Reproduce the following material line for line, without altering a single character.
--- Given records Enclosed Below ---
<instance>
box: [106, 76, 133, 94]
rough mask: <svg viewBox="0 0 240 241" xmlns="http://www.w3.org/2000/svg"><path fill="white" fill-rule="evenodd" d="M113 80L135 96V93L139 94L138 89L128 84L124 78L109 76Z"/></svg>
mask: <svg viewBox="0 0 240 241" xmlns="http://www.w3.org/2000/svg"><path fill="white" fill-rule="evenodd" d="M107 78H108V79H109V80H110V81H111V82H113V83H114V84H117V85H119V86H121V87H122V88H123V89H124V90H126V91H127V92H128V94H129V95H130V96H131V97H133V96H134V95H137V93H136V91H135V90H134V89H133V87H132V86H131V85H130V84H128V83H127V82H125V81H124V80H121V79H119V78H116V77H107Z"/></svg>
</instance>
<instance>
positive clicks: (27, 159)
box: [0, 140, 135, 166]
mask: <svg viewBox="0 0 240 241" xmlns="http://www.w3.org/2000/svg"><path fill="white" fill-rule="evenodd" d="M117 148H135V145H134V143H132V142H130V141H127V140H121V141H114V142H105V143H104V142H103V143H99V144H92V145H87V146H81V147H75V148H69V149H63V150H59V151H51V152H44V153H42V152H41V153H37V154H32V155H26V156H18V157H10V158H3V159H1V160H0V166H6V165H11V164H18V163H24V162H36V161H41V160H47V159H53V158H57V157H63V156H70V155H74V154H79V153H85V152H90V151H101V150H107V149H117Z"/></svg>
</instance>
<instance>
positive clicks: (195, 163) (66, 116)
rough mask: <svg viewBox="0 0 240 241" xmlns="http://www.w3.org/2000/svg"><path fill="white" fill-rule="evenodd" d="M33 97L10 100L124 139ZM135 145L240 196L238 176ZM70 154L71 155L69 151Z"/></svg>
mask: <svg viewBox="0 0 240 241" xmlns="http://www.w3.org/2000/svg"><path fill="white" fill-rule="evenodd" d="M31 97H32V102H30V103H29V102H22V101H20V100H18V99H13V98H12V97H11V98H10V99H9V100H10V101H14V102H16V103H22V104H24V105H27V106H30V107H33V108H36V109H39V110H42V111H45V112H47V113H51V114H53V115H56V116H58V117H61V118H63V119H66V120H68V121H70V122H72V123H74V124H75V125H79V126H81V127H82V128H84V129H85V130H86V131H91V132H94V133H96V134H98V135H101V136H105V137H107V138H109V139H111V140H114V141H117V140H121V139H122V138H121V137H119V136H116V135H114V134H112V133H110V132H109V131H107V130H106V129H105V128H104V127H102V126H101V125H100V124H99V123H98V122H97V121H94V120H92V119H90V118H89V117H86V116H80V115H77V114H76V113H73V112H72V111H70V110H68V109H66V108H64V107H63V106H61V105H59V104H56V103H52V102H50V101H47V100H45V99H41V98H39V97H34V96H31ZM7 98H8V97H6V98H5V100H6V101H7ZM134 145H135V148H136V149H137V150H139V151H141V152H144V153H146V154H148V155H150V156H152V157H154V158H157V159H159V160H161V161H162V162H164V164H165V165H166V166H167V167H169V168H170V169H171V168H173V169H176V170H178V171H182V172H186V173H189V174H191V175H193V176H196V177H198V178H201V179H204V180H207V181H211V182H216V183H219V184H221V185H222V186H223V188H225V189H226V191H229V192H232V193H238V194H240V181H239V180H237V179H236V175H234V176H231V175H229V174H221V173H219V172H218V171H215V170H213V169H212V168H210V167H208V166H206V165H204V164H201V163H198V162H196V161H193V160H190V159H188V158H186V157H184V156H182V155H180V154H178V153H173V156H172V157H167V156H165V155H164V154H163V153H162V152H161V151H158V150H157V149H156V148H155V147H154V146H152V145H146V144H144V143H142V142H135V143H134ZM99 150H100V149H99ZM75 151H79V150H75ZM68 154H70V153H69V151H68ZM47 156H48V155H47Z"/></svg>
--- End of Enclosed Given records ---
**Written response**:
<instance>
box: [106, 76, 133, 94]
rough mask: <svg viewBox="0 0 240 241" xmlns="http://www.w3.org/2000/svg"><path fill="white" fill-rule="evenodd" d="M113 80L135 96V93L139 94L138 89L128 84L124 78L109 76Z"/></svg>
mask: <svg viewBox="0 0 240 241" xmlns="http://www.w3.org/2000/svg"><path fill="white" fill-rule="evenodd" d="M107 78H108V79H109V80H110V81H111V82H113V83H114V84H117V85H119V86H121V87H122V88H123V89H124V90H126V91H127V92H128V94H129V95H130V96H131V97H133V96H134V95H137V93H136V91H135V90H134V89H133V87H132V86H131V85H130V84H128V83H127V82H125V81H124V80H121V79H119V78H116V77H107Z"/></svg>
</instance>
<instance>
positive clicks: (27, 159)
box: [0, 140, 135, 166]
mask: <svg viewBox="0 0 240 241" xmlns="http://www.w3.org/2000/svg"><path fill="white" fill-rule="evenodd" d="M117 148H135V145H134V143H132V142H130V141H127V140H121V141H114V142H105V143H104V142H103V143H99V144H92V145H87V146H81V147H75V148H69V149H63V150H59V151H51V152H44V153H42V152H41V153H37V154H32V155H26V156H18V157H10V158H3V159H1V160H0V166H6V165H11V164H18V163H24V162H36V161H41V160H47V159H53V158H57V157H63V156H70V155H74V154H79V153H85V152H90V151H101V150H107V149H117Z"/></svg>
</instance>
<instance>
positive clicks: (195, 163) (66, 116)
rough mask: <svg viewBox="0 0 240 241" xmlns="http://www.w3.org/2000/svg"><path fill="white" fill-rule="evenodd" d="M33 97L10 100L124 139ZM135 145L240 196L238 176ZM70 154L71 155L69 151Z"/></svg>
mask: <svg viewBox="0 0 240 241" xmlns="http://www.w3.org/2000/svg"><path fill="white" fill-rule="evenodd" d="M31 97H32V102H30V103H29V102H22V101H20V100H18V99H13V98H12V97H11V98H10V99H9V100H10V101H14V102H16V103H22V104H24V105H27V106H30V107H33V108H36V109H39V110H42V111H45V112H47V113H51V114H53V115H56V116H58V117H61V118H63V119H66V120H68V121H70V122H72V123H74V124H75V125H79V126H81V127H82V128H84V129H85V130H86V131H91V132H94V133H96V134H98V135H101V136H105V137H107V138H109V139H111V140H114V141H117V140H121V139H122V138H121V137H119V136H116V135H114V134H112V133H110V132H109V131H107V130H106V129H105V128H104V127H102V126H101V125H100V124H99V123H98V122H97V121H94V120H92V119H90V118H89V117H86V116H80V115H77V114H76V113H73V112H72V111H70V110H68V109H66V108H64V107H63V106H61V105H59V104H56V103H52V102H50V101H47V100H45V99H41V98H39V97H34V96H31ZM7 98H8V97H6V98H5V100H6V101H7ZM134 145H135V148H136V149H137V150H139V151H141V152H144V153H146V154H148V155H150V156H152V157H154V158H157V159H159V160H161V161H162V162H164V164H165V165H166V166H167V167H169V168H170V169H171V168H173V169H176V170H178V171H182V172H186V173H189V174H191V175H193V176H196V177H198V178H201V179H204V180H207V181H211V182H216V183H219V184H221V185H222V186H223V188H225V189H226V191H229V192H232V193H238V194H240V181H239V180H237V179H236V175H234V176H231V175H229V174H221V173H219V172H218V171H215V170H213V169H212V168H210V167H208V166H206V165H204V164H201V163H198V162H196V161H193V160H190V159H188V158H186V157H184V156H182V155H180V154H178V153H173V156H172V157H167V156H165V155H164V154H163V153H162V152H161V151H158V150H157V149H156V148H155V147H154V146H152V145H146V144H144V143H142V142H135V143H134ZM99 150H100V149H99ZM75 151H79V150H75ZM68 154H70V153H69V151H68ZM47 156H48V155H47Z"/></svg>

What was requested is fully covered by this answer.